Retiro de fevereiro 2020
INÍCIO DA QUARESMA: cinzas que
dão vida
“E o teu Pai, que vê o que está oculto, te dará
a recompensa”
(Mt 6,4)
Com a cerimônia da “imposição das Cinzas”, toda a Igreja dá início ao percurso
Quaresmal. Neste tempo litúrgico, inspirados pelo tema da CF2020, teremos a oportunidade de experimentar um modo diferente de
viver, onde a verdadeira liberdade terá a chance de se expressar.
Quaresma pode ser escola de vida para o restante do
ano; é tempo favorável para “ordenar a própria vida”na direção do sonho
de Deus para toda a humanidade. Para que este processo de “ordenamento”
aconteça, o tempo litúrgico quaresmal nos convida a “considerar” as nossas relações
vitais: com Deus, conosco, com os outros e com o mundo.
Nem sempre
sabemos viver de maneira intensa: conformamo-nos com uma vida estreita,
estéril, fechada ao novo, carregada de “murmurações”... O dinamismo do
Seguimento de Jesus, no entanto, é gerar vida,
possibilitar que o(a) discípulo(a) viva a partir da verdade mais profunda de si
mesmo(a); ou seja, viver a partir do coração.
O seguimento proporciona vigor inesgotável, a vida se destrava e
torna-se potencial de inovação criadora, expressão permanente de liberdade,
consciência, amor, arte, alegria, compaixão....
Por isso, o sinal decisivo de que alguém crê
no Deus de Jesus está na vida que leva; ou seja, está na experiência de
viver como viveu Jesus de Nazaré
Distanciar-se da
vida superficial-consumista e eleger a vida plena, profunda, comprometida: aqui
está o sentido do “percurso quaresmal”
Em sintonia com toda as comunidades cristãs somos chamados a viver o
“tempo quaresmal” sempre de ma-neira nova e inspiradora. O centro de nossa vida
é Jesus Cristo, sua pessoa, sua
mensagem, o mistério de sua morte e de sua ressurreição. O caminho do seu
seguimento é sempre rico e surpreendente. Muitas vezes, corremos o risco de
viver o tempo litúrgico da Quaresma como uma celebração rotineira, algo já
conhecido.
Contemplando Jesus Cristo, descobrimos também quem somos nós. Ele nos
interpela: que queremos fazer de nossa vida? Como queremos viver? Para quê e
para quem vivemos?...

### DADOS BRUTOS
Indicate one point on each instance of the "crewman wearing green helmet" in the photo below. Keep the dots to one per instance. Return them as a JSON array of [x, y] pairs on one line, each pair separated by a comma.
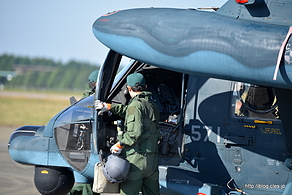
[[138, 141]]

### INSTRUÇÕES
[1] Edite o texto sobre a Quaresma começando em "O seguimento proporciona" e indo até "arte, alegria, compaixão....", com "vigor" substituído por "força".
[2] No texto sobre a Quaresma, com que cerimônia toda a Igreja dá início ao percurso quaresmal?

### RESPOSTAS DOS EXERCÍCIOS
[1]
O seguimento proporciona força inesgotável, a vida se destrava e
torna-se potencial de inovação criadora, expressão permanente de liberdade,
consciência, amor, arte, alegria, compaixão....

[2] Com a cerimônia da “imposição das Cinzas”.